#### [Material provided]
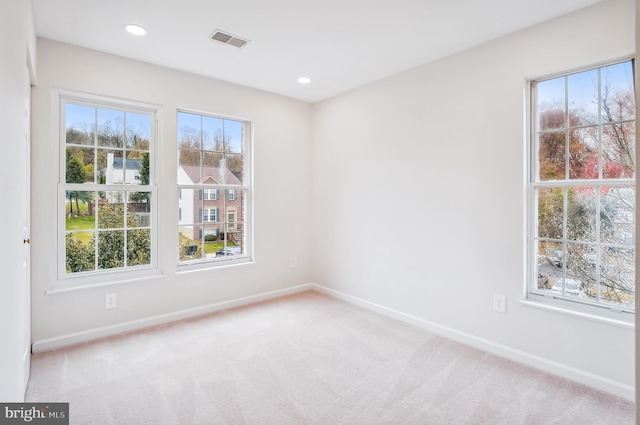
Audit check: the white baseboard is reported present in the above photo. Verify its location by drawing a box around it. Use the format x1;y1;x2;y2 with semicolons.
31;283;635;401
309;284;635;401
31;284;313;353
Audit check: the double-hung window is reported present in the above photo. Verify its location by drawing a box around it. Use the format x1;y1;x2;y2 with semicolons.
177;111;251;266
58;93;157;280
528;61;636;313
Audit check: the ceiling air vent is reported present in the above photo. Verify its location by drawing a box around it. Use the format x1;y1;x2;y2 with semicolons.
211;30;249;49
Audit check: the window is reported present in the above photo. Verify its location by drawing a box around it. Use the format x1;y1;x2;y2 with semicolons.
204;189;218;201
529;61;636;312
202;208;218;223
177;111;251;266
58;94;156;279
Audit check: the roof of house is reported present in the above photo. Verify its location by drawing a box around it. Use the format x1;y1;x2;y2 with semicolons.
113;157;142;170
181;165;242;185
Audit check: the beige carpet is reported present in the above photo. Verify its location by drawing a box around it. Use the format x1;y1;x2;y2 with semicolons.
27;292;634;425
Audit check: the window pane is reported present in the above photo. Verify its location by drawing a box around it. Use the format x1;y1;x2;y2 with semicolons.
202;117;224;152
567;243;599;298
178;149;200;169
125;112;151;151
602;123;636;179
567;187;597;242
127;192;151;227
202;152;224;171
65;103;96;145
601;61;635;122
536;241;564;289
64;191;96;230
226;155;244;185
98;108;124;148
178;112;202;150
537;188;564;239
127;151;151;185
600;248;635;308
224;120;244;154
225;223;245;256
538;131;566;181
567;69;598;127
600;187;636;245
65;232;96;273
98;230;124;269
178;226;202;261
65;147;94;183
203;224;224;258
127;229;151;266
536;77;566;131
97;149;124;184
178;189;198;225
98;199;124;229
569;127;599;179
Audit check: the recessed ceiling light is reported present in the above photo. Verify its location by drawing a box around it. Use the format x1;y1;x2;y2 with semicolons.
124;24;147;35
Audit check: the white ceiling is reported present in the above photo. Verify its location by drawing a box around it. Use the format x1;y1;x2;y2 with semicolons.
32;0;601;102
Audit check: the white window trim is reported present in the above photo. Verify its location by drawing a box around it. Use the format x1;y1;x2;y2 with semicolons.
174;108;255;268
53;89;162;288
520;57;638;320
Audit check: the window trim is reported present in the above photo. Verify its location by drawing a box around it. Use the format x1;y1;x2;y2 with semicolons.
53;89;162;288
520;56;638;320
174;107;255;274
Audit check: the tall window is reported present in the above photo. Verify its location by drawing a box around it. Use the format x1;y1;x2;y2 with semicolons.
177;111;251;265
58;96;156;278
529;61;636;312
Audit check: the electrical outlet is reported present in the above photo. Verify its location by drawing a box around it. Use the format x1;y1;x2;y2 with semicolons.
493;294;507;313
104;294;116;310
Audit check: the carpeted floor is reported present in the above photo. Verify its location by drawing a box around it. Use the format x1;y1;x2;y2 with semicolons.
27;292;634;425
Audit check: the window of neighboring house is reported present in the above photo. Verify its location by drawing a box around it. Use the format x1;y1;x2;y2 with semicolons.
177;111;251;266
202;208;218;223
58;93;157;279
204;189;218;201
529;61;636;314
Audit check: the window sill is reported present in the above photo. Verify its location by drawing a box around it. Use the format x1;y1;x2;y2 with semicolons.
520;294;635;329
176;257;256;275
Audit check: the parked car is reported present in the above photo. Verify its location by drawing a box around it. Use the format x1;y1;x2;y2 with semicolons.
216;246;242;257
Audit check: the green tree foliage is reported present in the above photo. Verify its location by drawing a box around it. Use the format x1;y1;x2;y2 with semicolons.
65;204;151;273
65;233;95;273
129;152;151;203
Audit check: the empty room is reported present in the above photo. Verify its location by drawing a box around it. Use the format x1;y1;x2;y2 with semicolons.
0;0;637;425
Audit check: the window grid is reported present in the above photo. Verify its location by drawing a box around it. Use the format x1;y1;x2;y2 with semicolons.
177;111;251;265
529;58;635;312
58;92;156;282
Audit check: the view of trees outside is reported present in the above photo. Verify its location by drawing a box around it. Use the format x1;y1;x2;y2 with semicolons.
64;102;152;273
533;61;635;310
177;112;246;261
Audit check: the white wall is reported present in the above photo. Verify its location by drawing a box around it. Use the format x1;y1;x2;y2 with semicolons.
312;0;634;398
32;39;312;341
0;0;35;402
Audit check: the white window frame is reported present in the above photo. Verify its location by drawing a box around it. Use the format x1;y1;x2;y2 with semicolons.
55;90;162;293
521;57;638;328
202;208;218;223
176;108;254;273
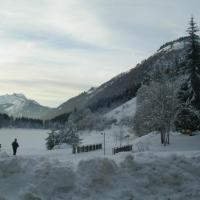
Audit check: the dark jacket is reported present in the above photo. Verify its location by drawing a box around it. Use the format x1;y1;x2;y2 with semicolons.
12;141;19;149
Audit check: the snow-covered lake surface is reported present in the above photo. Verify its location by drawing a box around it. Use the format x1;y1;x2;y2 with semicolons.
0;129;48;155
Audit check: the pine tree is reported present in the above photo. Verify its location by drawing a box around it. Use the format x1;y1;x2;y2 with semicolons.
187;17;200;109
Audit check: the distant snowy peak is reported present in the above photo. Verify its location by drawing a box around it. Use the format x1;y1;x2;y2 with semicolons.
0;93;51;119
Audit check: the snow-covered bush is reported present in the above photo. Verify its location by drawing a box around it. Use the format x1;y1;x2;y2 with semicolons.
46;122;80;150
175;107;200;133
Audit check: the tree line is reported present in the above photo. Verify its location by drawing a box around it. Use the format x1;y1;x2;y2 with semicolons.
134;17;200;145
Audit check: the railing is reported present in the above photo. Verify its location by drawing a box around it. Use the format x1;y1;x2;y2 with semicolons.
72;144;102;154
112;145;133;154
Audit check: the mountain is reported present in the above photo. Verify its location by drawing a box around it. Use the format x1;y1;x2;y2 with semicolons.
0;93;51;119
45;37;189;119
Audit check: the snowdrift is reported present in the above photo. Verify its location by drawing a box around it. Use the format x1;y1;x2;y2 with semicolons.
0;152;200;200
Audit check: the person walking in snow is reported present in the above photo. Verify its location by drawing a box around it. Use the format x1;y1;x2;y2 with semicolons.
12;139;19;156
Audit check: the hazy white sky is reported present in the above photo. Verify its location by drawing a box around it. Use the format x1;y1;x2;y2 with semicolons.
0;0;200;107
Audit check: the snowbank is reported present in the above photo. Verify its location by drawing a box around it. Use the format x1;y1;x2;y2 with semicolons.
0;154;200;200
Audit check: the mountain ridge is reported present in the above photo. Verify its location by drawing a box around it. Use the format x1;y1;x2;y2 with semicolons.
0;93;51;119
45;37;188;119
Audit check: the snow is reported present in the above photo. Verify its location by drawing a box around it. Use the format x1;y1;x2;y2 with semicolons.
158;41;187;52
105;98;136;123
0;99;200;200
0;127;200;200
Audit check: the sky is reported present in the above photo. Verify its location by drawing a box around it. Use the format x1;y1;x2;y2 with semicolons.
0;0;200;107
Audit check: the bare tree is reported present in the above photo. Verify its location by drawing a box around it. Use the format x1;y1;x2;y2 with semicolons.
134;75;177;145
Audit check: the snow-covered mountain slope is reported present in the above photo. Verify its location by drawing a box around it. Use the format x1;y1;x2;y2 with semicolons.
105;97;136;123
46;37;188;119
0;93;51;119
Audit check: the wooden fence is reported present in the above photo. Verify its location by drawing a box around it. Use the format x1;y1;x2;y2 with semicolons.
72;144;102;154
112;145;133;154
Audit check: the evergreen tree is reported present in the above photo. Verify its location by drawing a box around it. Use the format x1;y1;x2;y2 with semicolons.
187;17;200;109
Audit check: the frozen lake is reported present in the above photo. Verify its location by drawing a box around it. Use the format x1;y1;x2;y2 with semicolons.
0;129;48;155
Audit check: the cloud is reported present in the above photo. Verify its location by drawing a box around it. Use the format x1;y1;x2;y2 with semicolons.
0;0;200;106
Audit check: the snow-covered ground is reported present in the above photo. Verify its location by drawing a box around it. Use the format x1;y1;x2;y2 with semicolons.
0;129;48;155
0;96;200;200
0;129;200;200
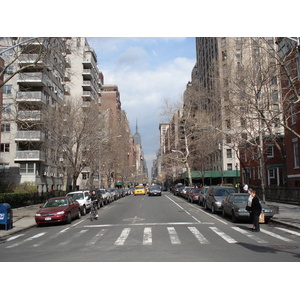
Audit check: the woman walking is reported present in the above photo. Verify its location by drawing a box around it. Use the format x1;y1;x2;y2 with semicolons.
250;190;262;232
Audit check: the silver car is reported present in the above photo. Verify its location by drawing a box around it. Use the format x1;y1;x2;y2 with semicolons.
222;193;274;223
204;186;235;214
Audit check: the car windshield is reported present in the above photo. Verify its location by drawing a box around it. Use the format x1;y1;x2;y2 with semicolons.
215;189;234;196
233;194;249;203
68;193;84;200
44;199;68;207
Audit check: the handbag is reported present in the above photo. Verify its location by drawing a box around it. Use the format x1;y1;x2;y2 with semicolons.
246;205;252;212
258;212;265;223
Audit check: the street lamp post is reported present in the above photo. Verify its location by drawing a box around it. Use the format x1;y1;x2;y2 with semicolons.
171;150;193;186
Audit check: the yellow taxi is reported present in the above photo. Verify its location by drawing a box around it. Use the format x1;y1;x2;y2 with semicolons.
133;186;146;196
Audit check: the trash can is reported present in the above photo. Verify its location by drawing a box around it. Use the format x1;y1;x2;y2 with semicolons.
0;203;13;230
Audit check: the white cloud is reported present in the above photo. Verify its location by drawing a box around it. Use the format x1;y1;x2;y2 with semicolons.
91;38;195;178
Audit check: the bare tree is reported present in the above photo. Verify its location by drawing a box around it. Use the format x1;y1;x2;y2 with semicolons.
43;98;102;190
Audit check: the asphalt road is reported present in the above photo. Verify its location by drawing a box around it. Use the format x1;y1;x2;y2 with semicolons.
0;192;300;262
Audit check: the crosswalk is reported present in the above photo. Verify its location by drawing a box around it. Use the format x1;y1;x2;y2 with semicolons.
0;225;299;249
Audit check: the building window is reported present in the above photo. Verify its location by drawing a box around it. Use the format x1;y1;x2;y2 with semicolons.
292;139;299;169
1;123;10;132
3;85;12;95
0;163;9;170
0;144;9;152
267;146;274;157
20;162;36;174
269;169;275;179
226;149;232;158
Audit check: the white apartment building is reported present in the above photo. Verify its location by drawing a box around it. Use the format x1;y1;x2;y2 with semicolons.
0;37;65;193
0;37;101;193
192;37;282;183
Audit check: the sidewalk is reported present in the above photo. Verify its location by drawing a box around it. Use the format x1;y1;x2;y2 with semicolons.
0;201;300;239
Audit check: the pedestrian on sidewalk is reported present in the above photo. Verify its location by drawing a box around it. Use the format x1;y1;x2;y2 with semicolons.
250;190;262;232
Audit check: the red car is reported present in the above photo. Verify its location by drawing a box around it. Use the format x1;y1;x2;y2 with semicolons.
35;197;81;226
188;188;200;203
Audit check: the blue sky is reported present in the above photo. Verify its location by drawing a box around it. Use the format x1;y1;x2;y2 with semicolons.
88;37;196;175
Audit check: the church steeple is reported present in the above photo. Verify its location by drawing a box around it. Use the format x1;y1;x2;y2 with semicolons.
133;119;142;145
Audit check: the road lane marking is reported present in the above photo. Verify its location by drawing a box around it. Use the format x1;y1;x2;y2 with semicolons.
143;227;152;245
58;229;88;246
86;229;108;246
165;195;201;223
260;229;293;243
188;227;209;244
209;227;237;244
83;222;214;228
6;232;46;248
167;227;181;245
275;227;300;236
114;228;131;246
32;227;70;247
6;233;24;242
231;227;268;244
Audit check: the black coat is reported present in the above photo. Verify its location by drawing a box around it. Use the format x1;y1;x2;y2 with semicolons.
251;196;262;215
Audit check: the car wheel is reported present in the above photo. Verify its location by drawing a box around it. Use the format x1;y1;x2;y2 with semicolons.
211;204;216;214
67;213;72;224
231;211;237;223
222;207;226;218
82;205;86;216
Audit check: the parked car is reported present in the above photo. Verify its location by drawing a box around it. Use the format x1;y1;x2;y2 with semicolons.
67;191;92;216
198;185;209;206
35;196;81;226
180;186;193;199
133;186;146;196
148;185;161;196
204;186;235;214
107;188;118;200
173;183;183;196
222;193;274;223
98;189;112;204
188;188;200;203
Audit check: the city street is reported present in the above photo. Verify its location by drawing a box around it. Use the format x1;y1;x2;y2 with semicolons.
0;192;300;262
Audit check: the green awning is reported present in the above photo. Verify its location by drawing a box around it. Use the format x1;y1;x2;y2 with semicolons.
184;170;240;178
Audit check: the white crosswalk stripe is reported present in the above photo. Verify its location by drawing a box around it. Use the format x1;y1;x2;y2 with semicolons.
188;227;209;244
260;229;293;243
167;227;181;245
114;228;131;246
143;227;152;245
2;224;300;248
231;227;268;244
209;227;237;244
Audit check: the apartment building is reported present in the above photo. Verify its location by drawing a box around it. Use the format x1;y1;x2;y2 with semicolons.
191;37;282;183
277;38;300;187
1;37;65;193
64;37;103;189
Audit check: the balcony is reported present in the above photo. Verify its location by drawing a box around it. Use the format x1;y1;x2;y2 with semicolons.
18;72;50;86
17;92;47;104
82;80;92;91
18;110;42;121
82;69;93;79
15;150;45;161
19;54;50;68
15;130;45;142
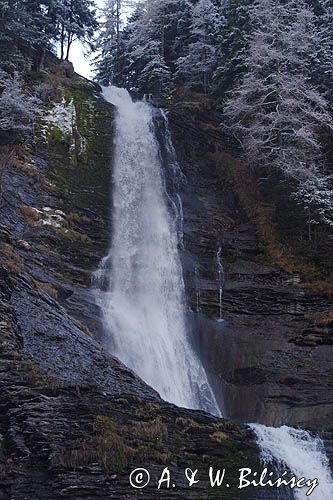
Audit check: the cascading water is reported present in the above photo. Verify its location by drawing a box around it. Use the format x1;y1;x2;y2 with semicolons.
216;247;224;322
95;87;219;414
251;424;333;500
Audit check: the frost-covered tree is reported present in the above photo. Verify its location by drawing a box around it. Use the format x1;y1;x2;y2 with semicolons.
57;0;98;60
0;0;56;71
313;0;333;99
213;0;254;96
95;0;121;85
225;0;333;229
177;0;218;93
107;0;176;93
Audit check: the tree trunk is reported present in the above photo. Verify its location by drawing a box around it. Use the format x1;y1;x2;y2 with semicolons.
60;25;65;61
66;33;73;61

#### [The request]
Pull out every line above that contains the word "mountain", matching case exactly, and copy each one.

#### [Task solution]
Audit check: the mountain is reported present in the above photo. Verify its location by drawing a box around it. Use the format x1;y1;x2;y2 with semicolons.
Audit check: the mountain ridge is reported present in the above photo. Verify its location by drawing a box around it. Use the format x1;y1;x2;y2 with semicolons.
Audit check: the snow-covered mountain slope is reported present in the above photo. Verify its location by drawing a box around it. Use the format x1;y1;x2;y2 with semicolons.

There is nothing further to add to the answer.